* EXCERPTED TEXT
┏━━

Look, it's not a sure thing that she'll come back, that your marriage will work out or anything (imo). So, simply pull yourself together, focus on your well being, build up your life and character and stop clinging to her. When you let go, become a person and are able to take care of yourself, be mature and responsible on your own, that's exactly when she'll come back. This is strictly my opinion. Both posts above (Swedish and Terra) are great advice. Bottom line is, you really can't control her and if you're acting desperate you'll only push her further away. So try focus on anything else and keep calm.


----------



## scarletblue (May 20, 2009)

I agree with the above posters. I worry, however, when you say you're afraid to give her money because you don't want her to be able to afford a divorce. That seems pretty controling to me. To be perfectly honest with you....if I was your wife and considering working things out withyou, and I found out about the money deal....that would be a total deal breaker.

You want her to be with you because she wants to, not because she can't afford a divorce. She's told others that there is a possible future for you two, don't screw that up.

May I also suggest some counceling for the both of you as a couple? Trust is a very hard thing to earn back. Give it time and don't push. Maybe after a time, invite her to dinner (nothing fancy either), something very casual, or coffe even. She needs to see and believe that you've changed, that takes time.


----------



## MEM2020 (Aug 23, 2009)

Here is the magic of the college fund. 

It shows long term planning. It shows you put the kids first. You MIGHT be able to get your employer to direct deposit say 100/month into a fund like that. Ask someone in the benefits department if they can do that. If not, call charles schwab I think they do the college funds also. If you do it right, it will save you a little on taxes also. 

She CANNOT imagine that the immature guy who she still thinks you are - would do something like that. And work some overtime - serious overtime - and take that money and do a home improvement that benefits the kids. Whatever that is.

┗━━

* STATED PROBLEM
Continue the forum thread of marriage advice from the point at which it stops.

* COLLECTED DATA
┏━━

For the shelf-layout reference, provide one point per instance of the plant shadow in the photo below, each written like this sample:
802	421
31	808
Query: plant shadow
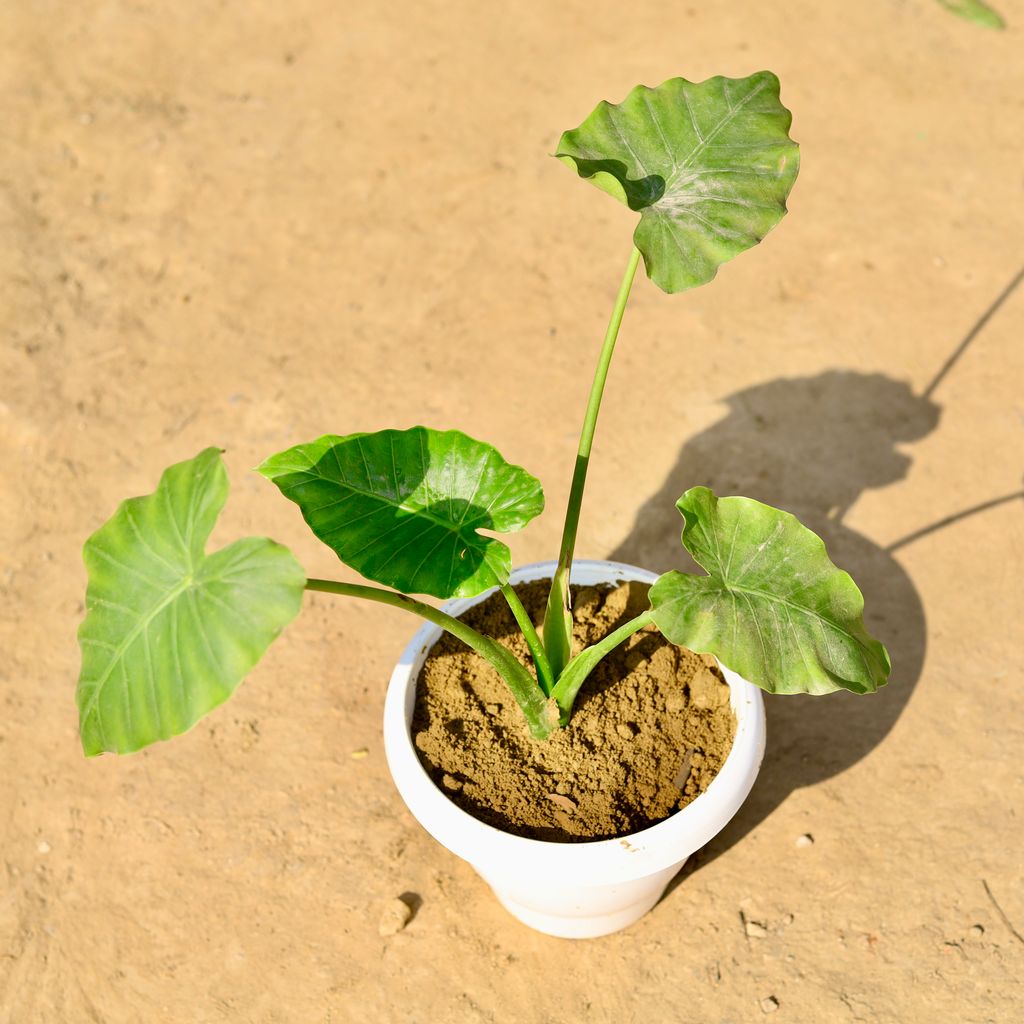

┗━━

* RIGHT ANSWER
Women are hardwired to love their kids the most in the world. So when you are being a super hard working, responsible provider this is going to make her start looking at you different. 








beninneedofhelp said:


> Hmm the college fund is something i have thought about for the kids but just wow i think i have more to learn here , but thats just a start im trying to prevent the divorce cause i no in my heart that the game and the other were easy to get rid of in my life now the big question is how do i get her to trust me before its to late??? and i guess even then its not really to late for i wont give up on my family they mean the world to me and i dont want my kids growing up with a broken home...


----------



## beninneedofhelp (Nov 24, 2009)

scarletblue said:


> I agree with the above posters. I worry, however, when you say you're afraid to give her money because you don't want her to be able to afford a divorce. That seems pretty controling to me. To be perfectly honest with you....if I was your wife and considering working things out withyou, and I found out about the money deal....that would be a total deal breaker.
> 
> You want her to be with you because she wants to, not because she can't afford a divorce. She's told others that there is a possible future for you two, don't screw that up.
> 
> May I also suggest some counceling for the both of you as a couple? Trust is a very hard thing to earn back. Give it time and don't push. Maybe after a time, invite her to dinner (nothing fancy either), something very casual, or coffe even. She needs to see and believe that you've changed, that takes time.


Just reread this post i started and the advise is sound and im doing almost all the things suggested i wasnt giving her money cause she was refusing help and said she wanted to do it on her own, suddenly over the last two days its became a issue she started saying i should have been the hole time she shouldnt have to tell me or ask that i should be just doing it even though i have been offerering it to her over and over and over again sorry i dont want to give her money to file in my mind i guess it gives her more time to think on things while i keep showing who i really am without the game in my life, since she seems to have buried all the other times in our marriage and relationship with them times and made it all bad which anyone that knows us would no isnt close to the trueth before our first child and the game we couldnt be pulled apart and was always happy and having fun we both got in a mindset that this was just life i guess.. Also on a side note i have been buying the kids needs and such the hole time and was giving her money till she said not to and refused it in the first month she got close to a grand just for the bills...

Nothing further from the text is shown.